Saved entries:

• • • • • • •

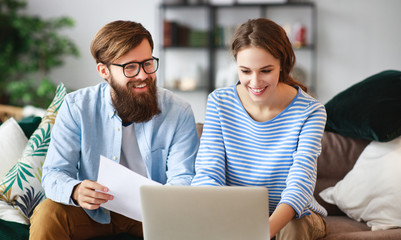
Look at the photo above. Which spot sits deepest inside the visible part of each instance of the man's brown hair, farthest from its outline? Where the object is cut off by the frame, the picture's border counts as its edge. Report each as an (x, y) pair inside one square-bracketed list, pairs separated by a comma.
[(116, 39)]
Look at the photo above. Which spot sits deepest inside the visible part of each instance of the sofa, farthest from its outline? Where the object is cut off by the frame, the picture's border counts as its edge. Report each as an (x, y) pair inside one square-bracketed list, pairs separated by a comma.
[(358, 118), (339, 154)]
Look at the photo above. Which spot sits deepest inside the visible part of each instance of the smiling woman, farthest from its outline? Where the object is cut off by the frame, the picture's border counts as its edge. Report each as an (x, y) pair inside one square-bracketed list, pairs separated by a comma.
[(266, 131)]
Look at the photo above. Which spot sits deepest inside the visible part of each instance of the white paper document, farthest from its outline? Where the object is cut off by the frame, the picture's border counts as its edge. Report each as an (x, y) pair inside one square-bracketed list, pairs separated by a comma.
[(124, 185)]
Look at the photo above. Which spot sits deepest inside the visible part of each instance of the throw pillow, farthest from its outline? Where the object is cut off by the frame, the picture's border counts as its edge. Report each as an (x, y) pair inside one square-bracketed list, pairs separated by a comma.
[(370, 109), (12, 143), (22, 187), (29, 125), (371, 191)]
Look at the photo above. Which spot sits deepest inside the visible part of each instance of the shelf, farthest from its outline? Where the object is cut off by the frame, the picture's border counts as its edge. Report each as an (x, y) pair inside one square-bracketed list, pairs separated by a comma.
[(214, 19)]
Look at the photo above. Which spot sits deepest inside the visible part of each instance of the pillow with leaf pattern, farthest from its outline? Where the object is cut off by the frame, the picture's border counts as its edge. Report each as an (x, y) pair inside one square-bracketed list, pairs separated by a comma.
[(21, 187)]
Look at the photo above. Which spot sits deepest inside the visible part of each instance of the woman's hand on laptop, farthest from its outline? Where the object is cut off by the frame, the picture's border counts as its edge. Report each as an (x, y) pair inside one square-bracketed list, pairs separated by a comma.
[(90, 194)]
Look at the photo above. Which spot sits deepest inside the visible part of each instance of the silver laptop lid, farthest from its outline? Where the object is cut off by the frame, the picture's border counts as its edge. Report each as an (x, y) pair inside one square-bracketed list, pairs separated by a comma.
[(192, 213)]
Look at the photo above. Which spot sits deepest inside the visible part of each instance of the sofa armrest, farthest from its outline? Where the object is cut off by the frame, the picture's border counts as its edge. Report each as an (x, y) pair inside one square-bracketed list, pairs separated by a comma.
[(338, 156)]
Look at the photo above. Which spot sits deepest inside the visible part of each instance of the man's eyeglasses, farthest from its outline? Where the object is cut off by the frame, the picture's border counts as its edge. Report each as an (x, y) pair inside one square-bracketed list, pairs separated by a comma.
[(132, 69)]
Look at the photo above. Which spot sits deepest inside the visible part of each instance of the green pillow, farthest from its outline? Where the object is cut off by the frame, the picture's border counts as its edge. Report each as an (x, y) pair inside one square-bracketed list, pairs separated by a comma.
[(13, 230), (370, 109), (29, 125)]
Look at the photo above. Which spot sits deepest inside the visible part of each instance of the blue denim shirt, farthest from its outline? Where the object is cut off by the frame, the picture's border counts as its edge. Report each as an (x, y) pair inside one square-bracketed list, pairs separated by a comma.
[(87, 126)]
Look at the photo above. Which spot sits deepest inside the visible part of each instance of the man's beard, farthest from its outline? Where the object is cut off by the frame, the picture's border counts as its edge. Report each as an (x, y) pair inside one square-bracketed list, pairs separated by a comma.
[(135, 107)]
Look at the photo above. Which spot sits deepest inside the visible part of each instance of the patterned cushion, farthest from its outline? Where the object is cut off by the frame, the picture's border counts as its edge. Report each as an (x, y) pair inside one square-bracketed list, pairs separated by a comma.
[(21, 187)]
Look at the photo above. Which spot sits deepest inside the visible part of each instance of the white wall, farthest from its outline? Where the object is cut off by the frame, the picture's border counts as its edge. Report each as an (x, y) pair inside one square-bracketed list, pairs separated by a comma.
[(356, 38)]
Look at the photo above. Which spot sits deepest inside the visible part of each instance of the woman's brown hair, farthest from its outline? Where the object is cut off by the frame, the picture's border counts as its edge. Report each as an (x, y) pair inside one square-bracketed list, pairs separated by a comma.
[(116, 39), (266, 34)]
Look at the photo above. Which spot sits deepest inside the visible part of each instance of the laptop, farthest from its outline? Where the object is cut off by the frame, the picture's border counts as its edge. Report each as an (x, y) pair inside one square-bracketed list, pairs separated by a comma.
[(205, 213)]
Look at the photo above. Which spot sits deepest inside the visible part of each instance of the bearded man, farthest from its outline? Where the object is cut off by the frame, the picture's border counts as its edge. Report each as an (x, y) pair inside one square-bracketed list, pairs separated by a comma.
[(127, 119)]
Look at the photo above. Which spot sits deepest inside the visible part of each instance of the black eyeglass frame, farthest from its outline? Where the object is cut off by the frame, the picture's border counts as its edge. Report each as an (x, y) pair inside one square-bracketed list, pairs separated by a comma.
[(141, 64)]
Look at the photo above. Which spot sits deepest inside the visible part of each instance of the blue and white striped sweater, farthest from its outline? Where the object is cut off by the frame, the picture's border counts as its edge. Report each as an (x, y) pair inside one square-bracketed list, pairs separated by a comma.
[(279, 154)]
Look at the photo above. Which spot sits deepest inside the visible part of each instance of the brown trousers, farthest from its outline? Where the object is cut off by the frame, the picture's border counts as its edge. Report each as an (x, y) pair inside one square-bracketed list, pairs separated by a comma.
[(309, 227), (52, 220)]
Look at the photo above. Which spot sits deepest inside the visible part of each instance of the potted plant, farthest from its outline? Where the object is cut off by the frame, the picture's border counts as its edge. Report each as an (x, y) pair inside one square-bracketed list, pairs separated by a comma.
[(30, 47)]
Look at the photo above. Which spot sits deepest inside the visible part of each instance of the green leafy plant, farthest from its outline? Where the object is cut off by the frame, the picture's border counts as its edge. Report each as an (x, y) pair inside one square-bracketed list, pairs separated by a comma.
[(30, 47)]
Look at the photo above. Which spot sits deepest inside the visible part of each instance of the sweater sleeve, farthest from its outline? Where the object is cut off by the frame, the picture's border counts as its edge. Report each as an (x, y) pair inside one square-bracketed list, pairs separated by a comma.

• • • • • • •

Task prompt:
The answer must match the entries above line for line, with the pictures dropped.

Written response:
Look at the photo above. Which spot sits deepest inside the visible part of each instance of the man's brown hair, farthest from its outline? Where the object is cut off by the frame, the picture's border counts as its edge. Report each as an (x, y) pair inside one square-bracketed list, pairs separated by a comma.
[(116, 39)]
Look at the photo above. Which spot sits deepest inside the visible part of each instance of the sofa, farthest from its outline? Where the object is cut off by the frame, the picture's border counts as its edge. Report each as an (x, y) pair inside one square-bracketed list, pairs separated by a comma.
[(358, 118), (339, 154)]
Look at the photo above. Which spot sits deepest inside the visible part of each instance of the smiling woman, farthest from its outline? Where the object is cut off by the frame, the picture's border counts as its edge. Report each as an (x, y) pair inside one square-bracketed list, pairs separated by a comma.
[(266, 131)]
Look at the photo above. Which spot sits deepest inside the visible part of each instance of the white paper document, farthest from its outline? Where the object is cut off by the frame, the picture's border counts as its edge. Report each as an (x, y) pair inside one square-bracketed list, pairs separated by a comma.
[(124, 185)]
Look at the photo above. Which spot sits deepest inside the visible part of each instance of the throw pillow, farthest from its outline? Where the object is cut off by the frame, the picture's border counts as its edge. Report each as an (x, y) pair inside one square-bracketed list, pairs separated by a comma.
[(370, 109), (12, 143), (22, 187), (29, 125), (371, 191)]
Look at the photo above. Which spot sits deepest inside the visible part of each instance of the shelf, farthest from its outline? Where the object is cut off by the frame, the picture's border counts as its edge. Report each as an (x, y) pair inside one square-bracketed list, pairs separated by a comma.
[(214, 19)]
Look at the photo above. Which spot sits deepest inside the visible part of each instance of the pillow with leaf pattern, farthest from its outline? Where the object is cut off by the frame, the picture's border counts as its edge. Report each as an (x, y) pair inside one square-bracketed list, pairs separated by a comma.
[(21, 187)]
Look at the photo above. Which spot sits deepest inside the visible part of each instance of the woman's hand on laptop, farthest from its outline? Where the object is cut off by the frame, the picture's border counts as its edge. Report each as an (x, y) pair inside one square-bracketed list, pairs separated by a comma.
[(90, 194)]
Look at the photo above. Which spot sits deepest inside the visible part of each instance of the silver laptop lid, farthest from its outline? Where the object is cut off by the frame, the picture's border counts as its edge. Report each as an (x, y) pair inside one square-bracketed list, pairs separated by a comma.
[(192, 213)]
Look at the photo above. Which spot sits deepest inside the visible part of each instance of the sofa armrest, farthest from its outline? Where the object is cut off by the frame, the picture's border counts as its edge. Report each as an (x, y) pair inside one square-bracketed list, pairs separated by a comma.
[(338, 156)]
Look at the photo above. Which spot sits deepest inside the visible part of each instance of the man's eyeglasses, farthest from its outline? Where the object is cut off by the frame, the picture's border counts as its edge. Report each as an (x, y) pair inside one square-bracketed list, pairs separated by a comma.
[(132, 69)]
Look at the photo above. Which spot sits deepest inside the visible part of each instance of the green pillow, farthest from its outline? Where the object is cut off by the frame, the picture's border counts as its edge. Report each as an (x, y) pair inside one square-bracketed list, pairs separated by a comma.
[(13, 230), (370, 109), (29, 125)]
Look at the photo above. Which spot sits deepest inside the visible part of each instance of the blue denim shirt, farthest from its outline? Where the object is cut off by the frame, the picture's border counts as its edge. Report each as an (x, y) pair inside one square-bracketed list, pairs separated by a comma.
[(87, 126)]
Look at the photo above. Which spot sits deepest inside the visible part of each instance of the man's beard, farthest from its outline? Where the object is cut off by the frame, the picture's border counts as its edge. Report each as an (x, y) pair inside one square-bracketed list, pairs separated by a comma.
[(135, 107)]
Look at the photo above. Which spot sits deepest inside the visible part of each instance of the patterned cushion, farthest from its outline? Where the object is cut off by the frame, the picture's border counts as its edge. Report each as an (x, y) pair inside one square-bracketed list, pairs separated by a comma.
[(21, 187)]
Look at the photo above. Which spot sits deepest inside the visible part of each instance of the white wall, farthest from its outline? Where the object is cut off by the frame, the picture's border counts as its edge. Report each as an (x, y) pair inside one square-bracketed list, pairs separated by a comma.
[(356, 38)]
Look at the photo above. Which spot sits deepest inside the visible part of each instance of the woman's brown hair, farthest from its outline? Where the object is cut off by the frame, the picture's border counts as its edge. Report each as an (x, y) pair inside one square-bracketed list, pairs separated by a comma.
[(116, 39), (266, 34)]
Look at the photo above. Which spot sits deepest inside the visible part of each instance of the laptop, farthest from its outline? Where the object is cut off by the frame, the picture's border counts as its edge. Report each as an (x, y) pair inside one square-bracketed list, pairs separated by a comma.
[(205, 213)]
Look at the photo above. Which spot sits deepest inside the visible part of each instance of the bearded man, farthest from its outline? Where the object is cut off by the frame, the picture's border counts as its edge. Report each as an (x, y) pair inside one square-bracketed list, pairs separated by a comma.
[(127, 119)]
Look at the photo above. Which spot sits deepest inside the visible part of each instance of the black eyeglass frame, farthest from its outline? Where the object is cut off by the frame, the picture's border counts as its edge. Report each as an (x, y) pair inside one square-bracketed list, pairs separated by a comma.
[(141, 64)]
Look at the photo above. Which spot sits deepest inside the visible part of each instance of the blue and white striped sweater, farthest from its outline? Where the object is cut off by the frame, the picture's border counts as its edge. Report each as an (x, y) pair inside one square-bracketed list, pairs separated by a comma.
[(279, 154)]
Look at the photo above. Which spot sits deepest inside the visible part of each instance of the brown trousers, farthest from its outline? Where the object is cut off by the frame, the picture's border counts as its edge. Report each as an (x, y) pair inside one square-bracketed list, pairs separated by a comma.
[(309, 227), (52, 220)]
Look at the photo above. Which spot sits deepest inside the visible part of each instance of the potted plant, farthest from its outline? Where the object is cut off by the frame, the picture's border counts as its edge. Report each as an (x, y) pair inside one square-bracketed list, pairs separated by a comma.
[(30, 47)]
Look at the photo above. Which spot sits deepest inside the visible part of each instance of the green leafy plant, farthest from its outline? Where the object is cut off by the frame, the picture's border counts as its edge. Report each as an (x, y) pair inside one square-bracketed list, pairs separated by a comma.
[(30, 47)]
Look at the photo above. Which spot sits deepest inside the visible part of each instance of the sweater sleeve, farthest from its outline? Where the object is cut off by the frame, the picture's border counts as its edge. Report each as an (x, y) pair inside one square-bracketed list, pairs separated by a comma.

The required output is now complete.